The required answer is the count of lines in the records that contain "wooden", with no other text.

*** Opening of PROVIDED ENTRIES ***

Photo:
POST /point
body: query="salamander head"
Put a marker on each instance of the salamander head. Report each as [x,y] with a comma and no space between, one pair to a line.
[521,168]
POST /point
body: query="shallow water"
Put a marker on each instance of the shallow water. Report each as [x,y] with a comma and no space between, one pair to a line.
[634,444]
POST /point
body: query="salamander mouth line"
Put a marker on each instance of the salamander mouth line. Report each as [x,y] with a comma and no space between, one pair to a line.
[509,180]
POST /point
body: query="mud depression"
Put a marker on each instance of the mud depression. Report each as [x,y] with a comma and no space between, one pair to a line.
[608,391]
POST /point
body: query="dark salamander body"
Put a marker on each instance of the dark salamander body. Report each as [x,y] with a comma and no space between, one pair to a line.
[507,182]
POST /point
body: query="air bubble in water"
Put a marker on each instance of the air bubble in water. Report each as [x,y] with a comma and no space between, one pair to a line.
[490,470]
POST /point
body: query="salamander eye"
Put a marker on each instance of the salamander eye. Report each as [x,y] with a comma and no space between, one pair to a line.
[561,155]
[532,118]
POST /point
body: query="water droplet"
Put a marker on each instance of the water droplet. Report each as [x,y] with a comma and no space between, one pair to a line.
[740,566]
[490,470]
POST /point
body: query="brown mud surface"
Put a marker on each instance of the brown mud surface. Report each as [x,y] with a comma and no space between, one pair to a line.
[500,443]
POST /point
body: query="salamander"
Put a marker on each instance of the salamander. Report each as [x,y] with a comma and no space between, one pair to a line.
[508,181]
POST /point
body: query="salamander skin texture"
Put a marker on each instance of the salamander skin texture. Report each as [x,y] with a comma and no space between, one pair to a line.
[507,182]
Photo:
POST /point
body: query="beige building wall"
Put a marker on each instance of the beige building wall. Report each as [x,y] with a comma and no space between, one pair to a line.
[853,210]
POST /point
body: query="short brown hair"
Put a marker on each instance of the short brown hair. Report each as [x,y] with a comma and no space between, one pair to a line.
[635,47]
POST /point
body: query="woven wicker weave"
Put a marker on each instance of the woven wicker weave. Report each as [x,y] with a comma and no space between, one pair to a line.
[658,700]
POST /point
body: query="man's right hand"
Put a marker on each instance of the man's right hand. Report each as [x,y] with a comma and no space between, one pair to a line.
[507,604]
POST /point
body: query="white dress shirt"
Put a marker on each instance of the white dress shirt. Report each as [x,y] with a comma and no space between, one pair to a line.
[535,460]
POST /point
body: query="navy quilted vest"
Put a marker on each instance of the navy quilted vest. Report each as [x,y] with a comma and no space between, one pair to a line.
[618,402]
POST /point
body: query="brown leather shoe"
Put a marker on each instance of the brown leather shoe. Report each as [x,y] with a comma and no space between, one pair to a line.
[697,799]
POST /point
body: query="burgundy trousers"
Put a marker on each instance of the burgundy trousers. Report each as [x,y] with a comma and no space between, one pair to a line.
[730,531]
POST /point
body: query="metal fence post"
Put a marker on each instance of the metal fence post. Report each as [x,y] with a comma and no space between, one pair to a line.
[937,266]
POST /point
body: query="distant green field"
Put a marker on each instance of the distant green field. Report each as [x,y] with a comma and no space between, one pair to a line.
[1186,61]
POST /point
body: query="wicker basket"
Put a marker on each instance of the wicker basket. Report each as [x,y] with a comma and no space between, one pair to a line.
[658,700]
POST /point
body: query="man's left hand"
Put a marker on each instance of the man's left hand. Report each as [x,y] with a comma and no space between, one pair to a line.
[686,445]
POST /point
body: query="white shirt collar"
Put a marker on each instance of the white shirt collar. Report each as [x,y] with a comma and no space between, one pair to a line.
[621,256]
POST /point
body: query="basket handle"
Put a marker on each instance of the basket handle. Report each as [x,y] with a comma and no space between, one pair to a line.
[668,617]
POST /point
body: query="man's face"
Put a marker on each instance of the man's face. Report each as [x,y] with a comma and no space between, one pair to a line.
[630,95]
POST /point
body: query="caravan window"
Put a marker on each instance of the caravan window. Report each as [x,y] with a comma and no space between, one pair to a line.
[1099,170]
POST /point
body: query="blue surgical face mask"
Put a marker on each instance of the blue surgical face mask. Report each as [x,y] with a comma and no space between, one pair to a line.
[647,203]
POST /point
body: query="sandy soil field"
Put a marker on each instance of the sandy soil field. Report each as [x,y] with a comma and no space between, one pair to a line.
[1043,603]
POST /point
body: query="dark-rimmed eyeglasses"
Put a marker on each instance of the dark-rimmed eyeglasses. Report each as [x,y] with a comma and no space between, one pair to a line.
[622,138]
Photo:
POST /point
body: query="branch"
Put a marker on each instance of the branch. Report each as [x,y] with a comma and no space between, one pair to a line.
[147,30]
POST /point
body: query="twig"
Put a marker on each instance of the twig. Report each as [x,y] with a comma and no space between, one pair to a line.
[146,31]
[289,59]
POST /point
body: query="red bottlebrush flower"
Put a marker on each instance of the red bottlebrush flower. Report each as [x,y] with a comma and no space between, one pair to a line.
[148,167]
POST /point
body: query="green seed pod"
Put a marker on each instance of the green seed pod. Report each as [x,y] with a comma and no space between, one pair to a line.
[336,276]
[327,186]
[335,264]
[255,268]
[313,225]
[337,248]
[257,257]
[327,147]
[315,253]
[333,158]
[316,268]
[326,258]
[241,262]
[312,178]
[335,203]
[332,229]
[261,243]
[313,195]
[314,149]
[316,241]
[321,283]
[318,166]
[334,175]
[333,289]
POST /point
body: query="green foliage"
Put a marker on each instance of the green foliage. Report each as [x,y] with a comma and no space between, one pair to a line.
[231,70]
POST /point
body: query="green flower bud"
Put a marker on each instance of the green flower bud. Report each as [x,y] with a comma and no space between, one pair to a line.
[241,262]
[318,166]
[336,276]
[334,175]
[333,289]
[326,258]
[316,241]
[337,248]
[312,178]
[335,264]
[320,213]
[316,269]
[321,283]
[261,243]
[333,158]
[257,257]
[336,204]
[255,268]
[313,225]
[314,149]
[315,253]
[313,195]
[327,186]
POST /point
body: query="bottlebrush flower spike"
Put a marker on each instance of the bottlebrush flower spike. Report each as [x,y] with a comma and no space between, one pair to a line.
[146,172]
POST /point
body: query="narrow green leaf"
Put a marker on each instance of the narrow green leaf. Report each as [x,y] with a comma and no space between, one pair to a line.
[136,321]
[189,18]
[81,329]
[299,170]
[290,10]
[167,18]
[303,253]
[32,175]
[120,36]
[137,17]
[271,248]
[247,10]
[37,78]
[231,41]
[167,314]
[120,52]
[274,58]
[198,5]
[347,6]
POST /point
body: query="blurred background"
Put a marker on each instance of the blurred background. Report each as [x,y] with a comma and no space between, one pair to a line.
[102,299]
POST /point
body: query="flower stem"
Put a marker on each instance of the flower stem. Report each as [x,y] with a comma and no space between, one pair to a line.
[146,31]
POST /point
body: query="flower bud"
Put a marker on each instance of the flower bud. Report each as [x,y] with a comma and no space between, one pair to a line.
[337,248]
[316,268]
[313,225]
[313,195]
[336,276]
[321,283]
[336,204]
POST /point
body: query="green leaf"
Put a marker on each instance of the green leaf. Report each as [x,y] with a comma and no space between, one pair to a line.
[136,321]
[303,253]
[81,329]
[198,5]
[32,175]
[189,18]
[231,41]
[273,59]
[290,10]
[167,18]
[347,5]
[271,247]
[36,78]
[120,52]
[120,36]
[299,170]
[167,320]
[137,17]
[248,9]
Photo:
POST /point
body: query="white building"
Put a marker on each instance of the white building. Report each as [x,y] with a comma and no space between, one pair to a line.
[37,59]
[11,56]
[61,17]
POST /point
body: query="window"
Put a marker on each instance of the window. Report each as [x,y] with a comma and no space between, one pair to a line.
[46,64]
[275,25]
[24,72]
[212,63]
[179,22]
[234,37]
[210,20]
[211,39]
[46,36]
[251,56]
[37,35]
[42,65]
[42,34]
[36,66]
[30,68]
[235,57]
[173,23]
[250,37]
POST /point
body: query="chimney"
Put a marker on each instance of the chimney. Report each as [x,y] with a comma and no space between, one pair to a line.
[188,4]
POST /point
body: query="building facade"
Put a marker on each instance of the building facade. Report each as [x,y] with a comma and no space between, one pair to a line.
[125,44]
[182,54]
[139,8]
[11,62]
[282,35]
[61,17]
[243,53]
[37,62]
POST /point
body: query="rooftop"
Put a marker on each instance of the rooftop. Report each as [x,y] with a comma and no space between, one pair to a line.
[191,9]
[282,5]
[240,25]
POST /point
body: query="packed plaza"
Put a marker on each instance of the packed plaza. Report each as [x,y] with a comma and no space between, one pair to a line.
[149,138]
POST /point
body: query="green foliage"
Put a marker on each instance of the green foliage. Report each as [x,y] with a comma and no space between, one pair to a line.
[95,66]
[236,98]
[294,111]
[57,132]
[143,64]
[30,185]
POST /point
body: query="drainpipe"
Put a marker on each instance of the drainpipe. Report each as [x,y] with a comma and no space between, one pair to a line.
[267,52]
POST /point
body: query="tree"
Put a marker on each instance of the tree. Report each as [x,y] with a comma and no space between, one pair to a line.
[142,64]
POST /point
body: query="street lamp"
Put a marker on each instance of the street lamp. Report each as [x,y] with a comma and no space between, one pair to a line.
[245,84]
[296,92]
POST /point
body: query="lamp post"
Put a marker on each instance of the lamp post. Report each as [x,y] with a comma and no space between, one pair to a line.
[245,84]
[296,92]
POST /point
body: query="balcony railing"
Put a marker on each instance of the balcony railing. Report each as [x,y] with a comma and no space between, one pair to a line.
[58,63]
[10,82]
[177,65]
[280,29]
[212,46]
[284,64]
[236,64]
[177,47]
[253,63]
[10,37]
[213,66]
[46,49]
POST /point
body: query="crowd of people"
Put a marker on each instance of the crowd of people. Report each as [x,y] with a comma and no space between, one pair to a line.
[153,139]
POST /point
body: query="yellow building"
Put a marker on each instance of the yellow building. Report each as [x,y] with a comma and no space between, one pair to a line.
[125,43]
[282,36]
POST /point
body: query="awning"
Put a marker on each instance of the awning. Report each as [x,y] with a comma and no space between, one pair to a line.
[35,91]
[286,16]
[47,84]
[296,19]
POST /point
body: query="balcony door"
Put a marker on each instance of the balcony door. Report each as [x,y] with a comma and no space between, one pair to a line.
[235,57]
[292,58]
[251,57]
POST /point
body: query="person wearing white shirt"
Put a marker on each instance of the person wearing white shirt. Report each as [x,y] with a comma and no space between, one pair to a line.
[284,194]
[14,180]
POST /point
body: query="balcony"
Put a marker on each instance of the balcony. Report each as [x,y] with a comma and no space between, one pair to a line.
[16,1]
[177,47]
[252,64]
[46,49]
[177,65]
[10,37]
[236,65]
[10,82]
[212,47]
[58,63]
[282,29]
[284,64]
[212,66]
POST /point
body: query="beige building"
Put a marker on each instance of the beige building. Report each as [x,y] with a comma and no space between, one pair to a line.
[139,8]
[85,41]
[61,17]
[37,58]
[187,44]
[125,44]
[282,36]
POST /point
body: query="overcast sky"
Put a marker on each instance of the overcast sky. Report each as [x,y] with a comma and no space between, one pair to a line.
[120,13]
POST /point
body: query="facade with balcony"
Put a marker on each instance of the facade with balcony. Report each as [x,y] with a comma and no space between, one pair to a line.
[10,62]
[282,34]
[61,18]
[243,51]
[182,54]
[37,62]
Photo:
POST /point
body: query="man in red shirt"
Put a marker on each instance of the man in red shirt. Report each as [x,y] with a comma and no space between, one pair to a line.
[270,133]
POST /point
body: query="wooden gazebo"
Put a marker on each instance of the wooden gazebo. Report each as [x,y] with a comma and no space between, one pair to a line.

*** Close of PROVIDED ENTRIES ***

**SOLUTION TO THIS EXERCISE**: 2